• _TO DO_
Copy out the material below, putting "search label" in place of every "detection target" and changing nothing else.
=-=-=
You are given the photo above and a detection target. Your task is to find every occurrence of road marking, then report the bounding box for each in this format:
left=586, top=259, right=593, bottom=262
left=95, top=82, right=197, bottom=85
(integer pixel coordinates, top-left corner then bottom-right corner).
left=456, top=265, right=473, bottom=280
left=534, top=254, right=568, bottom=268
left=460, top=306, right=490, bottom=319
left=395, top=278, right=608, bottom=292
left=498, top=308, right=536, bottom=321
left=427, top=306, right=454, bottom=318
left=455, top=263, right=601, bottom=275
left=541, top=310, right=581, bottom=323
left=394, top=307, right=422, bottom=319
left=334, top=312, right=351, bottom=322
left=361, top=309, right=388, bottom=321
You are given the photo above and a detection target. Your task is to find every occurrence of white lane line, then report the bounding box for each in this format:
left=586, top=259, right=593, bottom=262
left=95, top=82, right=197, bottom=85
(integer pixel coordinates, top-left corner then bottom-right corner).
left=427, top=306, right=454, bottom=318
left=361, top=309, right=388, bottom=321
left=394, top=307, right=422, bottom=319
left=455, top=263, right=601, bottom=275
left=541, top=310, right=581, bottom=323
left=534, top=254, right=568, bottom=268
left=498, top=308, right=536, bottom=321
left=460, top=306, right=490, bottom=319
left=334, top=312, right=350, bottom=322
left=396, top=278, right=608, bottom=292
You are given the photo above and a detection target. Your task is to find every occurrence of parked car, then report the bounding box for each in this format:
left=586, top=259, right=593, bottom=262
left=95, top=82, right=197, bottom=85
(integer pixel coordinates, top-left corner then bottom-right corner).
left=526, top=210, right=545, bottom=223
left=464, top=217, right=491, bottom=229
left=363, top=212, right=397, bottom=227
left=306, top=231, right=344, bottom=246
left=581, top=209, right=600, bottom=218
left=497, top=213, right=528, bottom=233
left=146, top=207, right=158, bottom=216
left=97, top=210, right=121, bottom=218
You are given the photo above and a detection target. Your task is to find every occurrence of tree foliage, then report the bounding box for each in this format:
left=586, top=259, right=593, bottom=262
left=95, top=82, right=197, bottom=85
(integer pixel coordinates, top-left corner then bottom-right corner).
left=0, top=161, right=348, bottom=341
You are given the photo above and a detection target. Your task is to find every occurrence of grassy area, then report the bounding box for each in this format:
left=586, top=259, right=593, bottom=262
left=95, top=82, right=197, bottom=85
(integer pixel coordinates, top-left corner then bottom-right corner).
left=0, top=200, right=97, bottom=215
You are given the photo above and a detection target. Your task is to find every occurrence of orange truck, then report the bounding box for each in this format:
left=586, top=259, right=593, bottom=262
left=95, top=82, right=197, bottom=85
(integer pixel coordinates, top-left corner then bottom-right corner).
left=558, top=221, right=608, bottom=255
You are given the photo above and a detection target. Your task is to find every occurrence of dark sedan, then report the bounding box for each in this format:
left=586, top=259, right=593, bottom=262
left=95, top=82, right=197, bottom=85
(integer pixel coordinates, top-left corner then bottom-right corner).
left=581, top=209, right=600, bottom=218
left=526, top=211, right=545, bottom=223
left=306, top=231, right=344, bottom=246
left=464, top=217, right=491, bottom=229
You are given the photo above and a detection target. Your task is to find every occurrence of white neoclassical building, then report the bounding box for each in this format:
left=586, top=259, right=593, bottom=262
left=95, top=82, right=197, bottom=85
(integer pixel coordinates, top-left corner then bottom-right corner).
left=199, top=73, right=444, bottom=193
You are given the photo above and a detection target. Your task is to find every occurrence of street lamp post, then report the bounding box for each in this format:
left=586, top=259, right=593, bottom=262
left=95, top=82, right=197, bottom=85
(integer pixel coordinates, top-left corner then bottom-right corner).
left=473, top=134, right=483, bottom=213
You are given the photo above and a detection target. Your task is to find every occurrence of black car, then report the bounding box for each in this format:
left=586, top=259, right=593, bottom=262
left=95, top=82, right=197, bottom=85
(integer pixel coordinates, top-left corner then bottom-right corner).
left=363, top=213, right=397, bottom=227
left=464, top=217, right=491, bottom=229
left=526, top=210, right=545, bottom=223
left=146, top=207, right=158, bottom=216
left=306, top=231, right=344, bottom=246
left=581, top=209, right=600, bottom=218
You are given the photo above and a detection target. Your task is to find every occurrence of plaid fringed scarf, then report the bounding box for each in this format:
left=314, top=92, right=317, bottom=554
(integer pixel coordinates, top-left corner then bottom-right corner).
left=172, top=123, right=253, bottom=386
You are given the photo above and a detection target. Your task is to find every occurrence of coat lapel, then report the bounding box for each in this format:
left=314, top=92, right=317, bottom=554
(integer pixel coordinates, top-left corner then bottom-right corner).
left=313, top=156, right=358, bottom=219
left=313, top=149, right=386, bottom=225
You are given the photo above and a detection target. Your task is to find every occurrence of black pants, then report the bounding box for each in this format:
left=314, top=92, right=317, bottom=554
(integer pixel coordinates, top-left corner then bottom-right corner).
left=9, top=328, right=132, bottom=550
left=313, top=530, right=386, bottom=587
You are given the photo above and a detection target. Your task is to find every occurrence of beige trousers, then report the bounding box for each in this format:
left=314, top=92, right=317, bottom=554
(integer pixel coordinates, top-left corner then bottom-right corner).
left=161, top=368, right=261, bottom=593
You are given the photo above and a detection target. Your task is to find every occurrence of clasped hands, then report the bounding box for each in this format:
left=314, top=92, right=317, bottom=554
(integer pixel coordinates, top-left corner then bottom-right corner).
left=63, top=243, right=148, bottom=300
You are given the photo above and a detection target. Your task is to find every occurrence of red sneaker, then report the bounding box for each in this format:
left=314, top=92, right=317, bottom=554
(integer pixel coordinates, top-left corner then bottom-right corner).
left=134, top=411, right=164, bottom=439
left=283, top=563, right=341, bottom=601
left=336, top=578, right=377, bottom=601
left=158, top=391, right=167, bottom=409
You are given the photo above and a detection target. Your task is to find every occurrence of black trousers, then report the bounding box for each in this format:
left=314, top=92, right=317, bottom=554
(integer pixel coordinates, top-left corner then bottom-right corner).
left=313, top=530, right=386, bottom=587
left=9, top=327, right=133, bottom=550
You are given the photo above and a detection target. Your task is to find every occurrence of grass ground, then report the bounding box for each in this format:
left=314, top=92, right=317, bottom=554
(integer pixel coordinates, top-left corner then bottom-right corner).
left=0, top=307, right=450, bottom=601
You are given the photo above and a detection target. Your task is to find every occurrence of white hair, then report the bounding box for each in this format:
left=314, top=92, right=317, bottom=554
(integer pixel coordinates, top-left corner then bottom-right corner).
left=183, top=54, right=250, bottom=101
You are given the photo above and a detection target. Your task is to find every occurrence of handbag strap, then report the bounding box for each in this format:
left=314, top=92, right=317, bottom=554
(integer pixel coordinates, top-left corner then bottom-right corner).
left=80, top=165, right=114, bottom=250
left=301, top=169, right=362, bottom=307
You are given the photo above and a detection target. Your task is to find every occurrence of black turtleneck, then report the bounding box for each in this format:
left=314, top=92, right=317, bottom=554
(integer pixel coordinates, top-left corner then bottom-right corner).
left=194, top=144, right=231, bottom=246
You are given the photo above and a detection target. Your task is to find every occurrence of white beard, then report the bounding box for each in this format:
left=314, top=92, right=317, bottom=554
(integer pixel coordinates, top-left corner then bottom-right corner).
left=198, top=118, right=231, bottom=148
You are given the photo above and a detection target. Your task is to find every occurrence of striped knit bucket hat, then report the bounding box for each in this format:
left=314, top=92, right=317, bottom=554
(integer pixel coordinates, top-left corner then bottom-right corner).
=-=-=
• _THE RESULT_
You are given the photo above and a search label. Your task is to find every occurrence of road marking, then report the bounding box for each in this format:
left=586, top=259, right=593, bottom=262
left=95, top=82, right=197, bottom=85
(integer pixel coordinates, top-left corner then bottom-right corner).
left=456, top=265, right=473, bottom=280
left=534, top=254, right=568, bottom=268
left=460, top=306, right=490, bottom=319
left=395, top=278, right=608, bottom=292
left=498, top=308, right=536, bottom=321
left=427, top=306, right=454, bottom=318
left=455, top=263, right=601, bottom=275
left=541, top=310, right=581, bottom=323
left=394, top=307, right=422, bottom=319
left=334, top=312, right=351, bottom=322
left=361, top=309, right=388, bottom=321
You are given the photo above and a search label. Your task is to find every occurrence of white lane line, then report the bounding box for each in this format:
left=586, top=259, right=593, bottom=262
left=95, top=82, right=197, bottom=85
(integer pixel coordinates, top-left corner then bottom-right corner).
left=427, top=306, right=454, bottom=318
left=361, top=309, right=388, bottom=321
left=394, top=307, right=422, bottom=319
left=455, top=263, right=601, bottom=275
left=541, top=310, right=581, bottom=323
left=534, top=254, right=568, bottom=268
left=498, top=308, right=536, bottom=321
left=460, top=306, right=490, bottom=319
left=334, top=312, right=350, bottom=322
left=396, top=278, right=608, bottom=292
You are given the photo above and a search label. Your task is to find every occurrence of parked car, then report the bounding box for each in this format:
left=586, top=259, right=593, bottom=262
left=95, top=82, right=197, bottom=85
(integer pixel coordinates, top-left corner then bottom-right corner).
left=526, top=210, right=545, bottom=223
left=464, top=217, right=491, bottom=229
left=363, top=212, right=397, bottom=227
left=306, top=231, right=344, bottom=246
left=581, top=209, right=600, bottom=218
left=497, top=213, right=528, bottom=233
left=146, top=207, right=158, bottom=216
left=97, top=210, right=121, bottom=218
You are given the photo above and a search label. Your task is to find every occurrence of tree foliage, then report the bounding box for each in this format:
left=586, top=259, right=593, bottom=262
left=95, top=82, right=197, bottom=85
(integer pixel coordinates, top-left corner then bottom-right corner).
left=0, top=161, right=348, bottom=341
You are given the photo above and a search label. Your task is to find every occurrence of grassy area, then report the bounding box for each in this format:
left=586, top=259, right=593, bottom=262
left=95, top=82, right=197, bottom=85
(integer pixel coordinates, top-left corner then bottom-right corner).
left=0, top=200, right=97, bottom=215
You are given the photo above and a search label. Your task is to find every occurrence of orange truck, then report the bounding box for each in this format:
left=586, top=259, right=593, bottom=262
left=95, top=82, right=197, bottom=85
(integer pixel coordinates, top-left corner then bottom-right corner).
left=558, top=221, right=608, bottom=255
You are given the photo above and a search label. Your task is to find every occurrence of dark sedan, then report the bounding box for each in this format:
left=586, top=259, right=593, bottom=262
left=95, top=82, right=197, bottom=85
(integer pixel coordinates, top-left corner then bottom-right corner).
left=581, top=209, right=600, bottom=218
left=526, top=211, right=545, bottom=223
left=306, top=231, right=344, bottom=246
left=464, top=217, right=491, bottom=229
You are given the photo above and a search label. Your task is to find every occurrence of white neoclassical building, then report the bounding box for each in this format:
left=586, top=259, right=593, bottom=262
left=95, top=82, right=197, bottom=85
(integer pixel coordinates, top-left corner then bottom-right corner).
left=199, top=73, right=444, bottom=193
You are given the photo above and a search label. Your task is to find every occurrence of street lamp post, then report the bounding box for each in this format:
left=586, top=259, right=593, bottom=262
left=95, top=82, right=197, bottom=85
(integer pixel coordinates, top-left corner then bottom-right corner).
left=473, top=134, right=483, bottom=213
You are given the photo above and a search label. Your task is to find every occurrence of black car, then report the bounding box for each in this format:
left=586, top=259, right=593, bottom=262
left=95, top=82, right=197, bottom=85
(integer pixel coordinates, top-left corner then bottom-right corner).
left=363, top=213, right=397, bottom=227
left=464, top=217, right=491, bottom=229
left=526, top=210, right=545, bottom=223
left=146, top=207, right=158, bottom=216
left=306, top=231, right=344, bottom=246
left=581, top=209, right=600, bottom=218
You are given the photo above and a search label. Your task is to find every occurrence of plaid fringed scarf, then report the bounding box for each in this format:
left=314, top=92, right=317, bottom=554
(integer pixel coordinates, top-left corner then bottom-right corner).
left=172, top=123, right=253, bottom=386
You are given the photo above and a search label. Your task is to find every occurrence of coat lapel, then report the bounding box for each in this format:
left=314, top=92, right=317, bottom=554
(integer pixel coordinates, top-left corner then bottom-right corner).
left=313, top=156, right=358, bottom=219
left=313, top=149, right=386, bottom=225
You are given the photo above and a search label. Your task is to find every occurrence of black pants, then report the bounding box for each in this format:
left=314, top=92, right=317, bottom=554
(integer pixel coordinates, top-left corner then bottom-right corner).
left=9, top=328, right=132, bottom=550
left=313, top=530, right=386, bottom=587
You are given the photo above and a search label. Your task is to find every occurrence of beige trousers, then report the bounding box for each in this format:
left=314, top=92, right=317, bottom=554
(integer pixel coordinates, top-left corner then bottom-right corner).
left=161, top=368, right=261, bottom=593
You are given the photo above and a search label. Your task is to find every occurrence of clasped hands, then report the bounding box for each in this format:
left=314, top=92, right=317, bottom=554
(integer pixel coordinates, top-left corner then bottom-right corner).
left=63, top=243, right=148, bottom=300
You are given the photo above and a search label. Your task is to find every occurrence of red sneaker, then report the bounding box for each in this format:
left=314, top=92, right=317, bottom=554
(integer pixel coordinates, top-left corner then bottom-right corner).
left=134, top=411, right=164, bottom=439
left=283, top=563, right=341, bottom=601
left=336, top=578, right=377, bottom=601
left=158, top=391, right=167, bottom=409
You are given the photo above and a search label. Your task is to find every occurrence of black trousers, then report the bounding box for each in this format:
left=314, top=92, right=317, bottom=554
(integer pixel coordinates, top-left corner then bottom-right corner).
left=313, top=530, right=386, bottom=587
left=9, top=327, right=133, bottom=550
You are given the photo above and a search label. Your task is to find every occurrence of grass ground, then report the bounding box for each in this format:
left=314, top=92, right=317, bottom=554
(integer pixel coordinates, top-left corner then bottom-right corner).
left=0, top=307, right=450, bottom=601
You are given the photo above and a search label. Your task is to find every occurrence of white hair, then report the bounding box for each in this format:
left=314, top=92, right=317, bottom=554
(integer pixel coordinates, top-left corner then bottom-right corner).
left=183, top=54, right=250, bottom=101
You are given the photo above and a search label. Your task is to find every occurrence of handbag strap, then report the bounding box for each in this format:
left=314, top=92, right=317, bottom=554
(integer pixel coordinates, top-left corner then bottom-right corner).
left=80, top=165, right=114, bottom=250
left=301, top=169, right=362, bottom=307
You are given the photo above and a search label. Your task is to find every occurrence of black turtleneck, then report the bounding box for each in this format:
left=314, top=92, right=317, bottom=554
(integer pixel coordinates, top-left corner then bottom-right corner).
left=194, top=144, right=231, bottom=246
You are given the photo above and a search label. Your task is to find every occurrence of white beard, then report the bounding box for each in this format:
left=314, top=92, right=317, bottom=554
(integer pixel coordinates, top-left corner then bottom-right corner).
left=198, top=118, right=231, bottom=148
You are given the photo above and a search label. Your task is to find every occurrence of striped knit bucket hat, then report the bounding box for each in this format:
left=314, top=92, right=317, bottom=554
(integer pixel coordinates, top-left corner then bottom-right corner).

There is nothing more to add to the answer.